# Start of Record set
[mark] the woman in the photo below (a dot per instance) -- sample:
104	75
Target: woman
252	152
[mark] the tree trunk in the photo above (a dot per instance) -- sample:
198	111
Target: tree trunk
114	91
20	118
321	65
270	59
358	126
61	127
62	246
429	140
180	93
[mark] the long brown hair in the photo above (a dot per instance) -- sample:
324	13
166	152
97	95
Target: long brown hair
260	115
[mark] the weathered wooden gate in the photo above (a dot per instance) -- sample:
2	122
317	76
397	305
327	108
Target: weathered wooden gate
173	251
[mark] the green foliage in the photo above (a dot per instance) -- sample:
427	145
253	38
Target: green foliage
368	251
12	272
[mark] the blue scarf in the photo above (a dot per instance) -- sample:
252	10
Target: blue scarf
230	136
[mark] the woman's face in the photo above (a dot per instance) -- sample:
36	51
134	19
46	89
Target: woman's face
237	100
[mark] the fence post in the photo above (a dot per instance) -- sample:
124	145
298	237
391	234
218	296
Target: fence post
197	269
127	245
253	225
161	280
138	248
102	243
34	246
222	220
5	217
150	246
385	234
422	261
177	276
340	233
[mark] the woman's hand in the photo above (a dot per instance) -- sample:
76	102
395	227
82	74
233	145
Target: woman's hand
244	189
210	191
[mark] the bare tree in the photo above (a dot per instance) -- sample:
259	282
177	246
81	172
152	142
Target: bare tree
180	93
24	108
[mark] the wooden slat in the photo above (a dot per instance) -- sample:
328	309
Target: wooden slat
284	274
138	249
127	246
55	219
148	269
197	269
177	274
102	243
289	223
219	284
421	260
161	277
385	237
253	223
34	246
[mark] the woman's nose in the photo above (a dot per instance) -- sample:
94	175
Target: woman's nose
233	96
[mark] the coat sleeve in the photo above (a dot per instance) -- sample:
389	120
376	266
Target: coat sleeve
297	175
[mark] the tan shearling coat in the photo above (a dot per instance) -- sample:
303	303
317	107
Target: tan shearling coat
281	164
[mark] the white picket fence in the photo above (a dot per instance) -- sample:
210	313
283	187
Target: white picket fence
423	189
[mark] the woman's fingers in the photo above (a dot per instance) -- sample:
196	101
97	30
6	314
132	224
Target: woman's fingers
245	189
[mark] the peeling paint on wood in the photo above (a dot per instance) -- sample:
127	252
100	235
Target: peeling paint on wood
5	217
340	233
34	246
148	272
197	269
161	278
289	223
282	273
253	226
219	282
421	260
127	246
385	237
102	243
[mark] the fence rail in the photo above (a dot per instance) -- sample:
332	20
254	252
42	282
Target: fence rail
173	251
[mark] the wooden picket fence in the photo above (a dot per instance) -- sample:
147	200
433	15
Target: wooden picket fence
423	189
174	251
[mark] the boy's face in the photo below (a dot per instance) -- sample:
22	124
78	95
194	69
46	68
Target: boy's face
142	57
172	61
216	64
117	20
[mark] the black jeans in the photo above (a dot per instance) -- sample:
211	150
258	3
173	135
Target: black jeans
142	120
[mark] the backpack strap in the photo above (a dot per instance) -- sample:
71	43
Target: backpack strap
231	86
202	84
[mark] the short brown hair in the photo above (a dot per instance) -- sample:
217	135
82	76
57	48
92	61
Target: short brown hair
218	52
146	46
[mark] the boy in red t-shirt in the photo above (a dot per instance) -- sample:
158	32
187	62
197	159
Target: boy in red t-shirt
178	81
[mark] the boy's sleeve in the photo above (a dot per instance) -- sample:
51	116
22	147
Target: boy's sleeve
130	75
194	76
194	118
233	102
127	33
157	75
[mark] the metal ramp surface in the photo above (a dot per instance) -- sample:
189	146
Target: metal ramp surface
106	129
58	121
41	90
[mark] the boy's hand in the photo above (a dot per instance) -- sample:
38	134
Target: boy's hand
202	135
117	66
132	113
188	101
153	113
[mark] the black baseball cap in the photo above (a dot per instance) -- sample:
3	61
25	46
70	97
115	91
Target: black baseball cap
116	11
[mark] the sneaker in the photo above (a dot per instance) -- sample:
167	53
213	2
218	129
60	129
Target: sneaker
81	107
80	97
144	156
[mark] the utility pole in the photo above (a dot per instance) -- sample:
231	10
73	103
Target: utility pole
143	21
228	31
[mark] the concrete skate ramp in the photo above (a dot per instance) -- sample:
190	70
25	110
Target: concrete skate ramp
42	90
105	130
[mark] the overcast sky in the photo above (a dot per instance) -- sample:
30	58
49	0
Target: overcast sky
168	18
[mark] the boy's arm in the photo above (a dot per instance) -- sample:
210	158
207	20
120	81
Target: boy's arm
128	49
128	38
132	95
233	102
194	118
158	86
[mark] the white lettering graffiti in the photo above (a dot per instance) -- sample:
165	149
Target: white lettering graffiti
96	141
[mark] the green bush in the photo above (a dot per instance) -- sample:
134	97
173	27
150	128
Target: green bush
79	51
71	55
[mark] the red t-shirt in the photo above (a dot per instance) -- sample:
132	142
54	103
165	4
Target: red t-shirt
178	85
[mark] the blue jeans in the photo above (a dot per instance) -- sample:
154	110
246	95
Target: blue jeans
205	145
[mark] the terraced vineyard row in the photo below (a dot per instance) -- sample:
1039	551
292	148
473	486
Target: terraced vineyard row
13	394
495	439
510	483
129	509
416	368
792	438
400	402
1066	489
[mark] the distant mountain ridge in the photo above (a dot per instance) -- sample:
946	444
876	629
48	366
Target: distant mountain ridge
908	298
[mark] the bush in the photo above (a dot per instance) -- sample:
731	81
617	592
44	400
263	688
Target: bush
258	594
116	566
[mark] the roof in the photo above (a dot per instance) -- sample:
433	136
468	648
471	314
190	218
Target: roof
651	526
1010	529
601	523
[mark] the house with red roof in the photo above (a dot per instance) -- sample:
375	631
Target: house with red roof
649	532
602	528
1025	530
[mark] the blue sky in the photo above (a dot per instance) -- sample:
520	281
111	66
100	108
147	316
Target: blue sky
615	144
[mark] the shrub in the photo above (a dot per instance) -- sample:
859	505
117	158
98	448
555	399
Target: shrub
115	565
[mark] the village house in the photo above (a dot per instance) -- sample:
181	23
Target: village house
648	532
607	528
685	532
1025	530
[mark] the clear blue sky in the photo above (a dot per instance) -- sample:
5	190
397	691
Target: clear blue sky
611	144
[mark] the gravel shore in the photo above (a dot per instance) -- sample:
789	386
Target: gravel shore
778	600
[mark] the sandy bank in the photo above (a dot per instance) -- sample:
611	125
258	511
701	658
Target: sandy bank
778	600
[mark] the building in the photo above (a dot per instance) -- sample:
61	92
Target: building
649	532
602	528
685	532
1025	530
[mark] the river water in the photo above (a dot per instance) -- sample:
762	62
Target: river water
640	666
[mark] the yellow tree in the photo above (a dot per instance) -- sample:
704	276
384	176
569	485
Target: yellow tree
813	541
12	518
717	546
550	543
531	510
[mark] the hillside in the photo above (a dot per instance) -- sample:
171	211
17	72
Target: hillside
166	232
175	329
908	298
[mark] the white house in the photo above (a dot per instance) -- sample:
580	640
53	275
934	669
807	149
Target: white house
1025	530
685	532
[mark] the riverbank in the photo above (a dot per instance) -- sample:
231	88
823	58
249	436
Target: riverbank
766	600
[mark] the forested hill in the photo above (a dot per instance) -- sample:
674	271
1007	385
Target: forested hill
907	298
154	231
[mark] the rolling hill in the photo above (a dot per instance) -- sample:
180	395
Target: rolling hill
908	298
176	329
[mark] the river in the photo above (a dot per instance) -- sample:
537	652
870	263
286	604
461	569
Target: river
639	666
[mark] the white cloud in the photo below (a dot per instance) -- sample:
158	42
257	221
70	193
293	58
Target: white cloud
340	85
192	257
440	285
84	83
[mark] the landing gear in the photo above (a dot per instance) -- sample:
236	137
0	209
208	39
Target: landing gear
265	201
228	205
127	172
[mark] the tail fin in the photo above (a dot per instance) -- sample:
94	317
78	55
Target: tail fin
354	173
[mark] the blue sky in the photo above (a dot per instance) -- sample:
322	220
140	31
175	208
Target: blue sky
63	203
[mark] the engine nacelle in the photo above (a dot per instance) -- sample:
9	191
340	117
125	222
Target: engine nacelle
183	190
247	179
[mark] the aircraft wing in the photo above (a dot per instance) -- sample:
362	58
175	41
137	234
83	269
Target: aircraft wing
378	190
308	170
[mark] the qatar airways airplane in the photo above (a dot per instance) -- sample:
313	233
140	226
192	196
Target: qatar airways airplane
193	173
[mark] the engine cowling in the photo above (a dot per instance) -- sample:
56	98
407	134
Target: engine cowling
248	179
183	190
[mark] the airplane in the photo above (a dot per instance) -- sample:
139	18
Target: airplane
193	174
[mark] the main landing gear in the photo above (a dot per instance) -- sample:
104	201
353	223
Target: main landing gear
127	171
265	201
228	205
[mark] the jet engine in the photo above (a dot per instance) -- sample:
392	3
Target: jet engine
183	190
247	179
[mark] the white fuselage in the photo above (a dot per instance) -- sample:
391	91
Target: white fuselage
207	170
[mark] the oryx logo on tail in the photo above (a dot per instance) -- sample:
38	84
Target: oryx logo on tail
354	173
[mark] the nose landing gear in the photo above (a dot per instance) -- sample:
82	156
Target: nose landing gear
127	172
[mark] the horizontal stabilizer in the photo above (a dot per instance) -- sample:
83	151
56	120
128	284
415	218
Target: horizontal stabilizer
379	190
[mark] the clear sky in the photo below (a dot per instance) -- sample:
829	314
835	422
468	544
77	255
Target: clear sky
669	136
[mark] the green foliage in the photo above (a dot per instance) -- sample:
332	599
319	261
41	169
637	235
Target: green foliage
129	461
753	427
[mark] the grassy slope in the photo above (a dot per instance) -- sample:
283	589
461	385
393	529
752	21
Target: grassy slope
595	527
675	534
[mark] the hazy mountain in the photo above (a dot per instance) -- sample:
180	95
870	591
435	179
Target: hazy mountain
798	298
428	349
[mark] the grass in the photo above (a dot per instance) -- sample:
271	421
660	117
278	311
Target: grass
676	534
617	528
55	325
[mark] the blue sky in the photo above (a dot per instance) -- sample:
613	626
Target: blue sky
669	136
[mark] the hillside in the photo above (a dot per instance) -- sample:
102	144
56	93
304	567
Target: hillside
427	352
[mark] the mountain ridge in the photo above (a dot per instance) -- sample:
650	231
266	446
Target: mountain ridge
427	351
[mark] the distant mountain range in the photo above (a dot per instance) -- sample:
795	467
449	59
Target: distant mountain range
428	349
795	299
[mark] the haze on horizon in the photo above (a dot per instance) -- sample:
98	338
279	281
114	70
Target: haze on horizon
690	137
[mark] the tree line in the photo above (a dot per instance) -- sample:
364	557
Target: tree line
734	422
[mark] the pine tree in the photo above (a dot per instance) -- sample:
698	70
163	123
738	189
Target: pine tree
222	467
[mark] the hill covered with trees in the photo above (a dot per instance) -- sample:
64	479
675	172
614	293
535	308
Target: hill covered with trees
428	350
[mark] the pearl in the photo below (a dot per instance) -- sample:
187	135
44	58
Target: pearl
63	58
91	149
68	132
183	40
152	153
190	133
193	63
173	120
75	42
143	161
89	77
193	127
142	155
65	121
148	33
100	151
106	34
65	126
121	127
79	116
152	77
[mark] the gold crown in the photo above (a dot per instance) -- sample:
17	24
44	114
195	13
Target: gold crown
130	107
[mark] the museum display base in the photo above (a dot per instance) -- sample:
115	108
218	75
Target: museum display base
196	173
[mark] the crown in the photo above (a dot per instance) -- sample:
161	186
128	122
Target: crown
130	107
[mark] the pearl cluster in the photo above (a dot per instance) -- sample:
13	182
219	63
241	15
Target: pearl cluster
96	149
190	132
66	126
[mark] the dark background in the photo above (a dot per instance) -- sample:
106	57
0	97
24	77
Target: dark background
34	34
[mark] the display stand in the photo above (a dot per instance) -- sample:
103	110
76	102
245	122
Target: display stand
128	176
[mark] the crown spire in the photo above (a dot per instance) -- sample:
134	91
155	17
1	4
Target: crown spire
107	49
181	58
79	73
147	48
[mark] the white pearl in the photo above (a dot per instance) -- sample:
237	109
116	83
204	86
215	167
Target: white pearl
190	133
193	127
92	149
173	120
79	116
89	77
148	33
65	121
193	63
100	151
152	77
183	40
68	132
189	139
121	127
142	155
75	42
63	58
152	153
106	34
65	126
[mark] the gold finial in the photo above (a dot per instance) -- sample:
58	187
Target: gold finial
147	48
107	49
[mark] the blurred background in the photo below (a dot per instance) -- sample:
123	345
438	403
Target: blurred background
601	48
# End of Record set
* What is asked
Repeat, character for character, the lines from the one that holds "[mark] the tree line" to the final line of the material, inclusive, and no other lines.

* Task output
[mark] the tree line in the photo above (a dot per instance) -- sample:
364	557
Target: tree line
734	422
[mark] the pine tree in the photo above (a dot per instance) -- sample:
698	70
163	123
738	189
Target: pine tree
222	467
[mark] the hill covered with trees in the photo above (a dot per instance) -- sample:
64	479
675	172
614	293
535	308
Target: hill covered with trees
428	350
[mark] the pearl in the photo below (a dot per instance) -- sample:
187	135
44	58
Target: pearl
63	58
91	149
68	132
183	40
152	153
190	133
193	63
173	120
75	42
143	161
89	77
193	127
142	155
65	121
148	33
100	151
106	34
65	126
121	127
79	116
152	77
[mark] the gold crown in the photo above (a dot per instance) -- sample:
17	24
44	114
195	13
Target: gold crown
130	107
[mark] the museum display base in the photo above (a dot per instance) -- sample:
115	108
218	75
Target: museum display base
196	173
[mark] the crown in the photo above (a dot per instance) -- sample:
161	186
128	122
Target: crown
130	107
[mark] the pearl cluster in the photo above (a dot per instance) -- sample:
13	182
219	63
241	15
Target: pearl cluster
96	149
190	132
66	126
[mark] the dark background in the photo above (a dot per instance) -- sample:
106	57
0	97
24	77
Target: dark background
34	34
[mark] the display stand in the photo above (a dot per instance) -- sample:
103	110
76	102
245	122
Target: display stand
128	176
[mark] the crown spire in the photo above (a dot per instance) -- sample:
134	91
155	17
1	4
Target: crown spire
107	49
181	58
79	73
147	48
[mark] the white pearl in the photo above (a dot per instance) -- sample:
237	109
116	83
204	86
215	167
Target: white pearl
190	133
193	127
92	149
173	120
79	116
89	77
148	33
65	121
193	63
100	151
152	77
183	40
68	132
189	139
121	127
142	155
75	42
63	58
152	153
106	34
65	126
[mark] the gold finial in the photo above (a dot per instance) -- sample:
58	187
Target: gold finial
147	48
107	49
[mark] the blurred background in the photo below (a dot per instance) -- sample:
123	345
438	403
Target: blurred background
601	48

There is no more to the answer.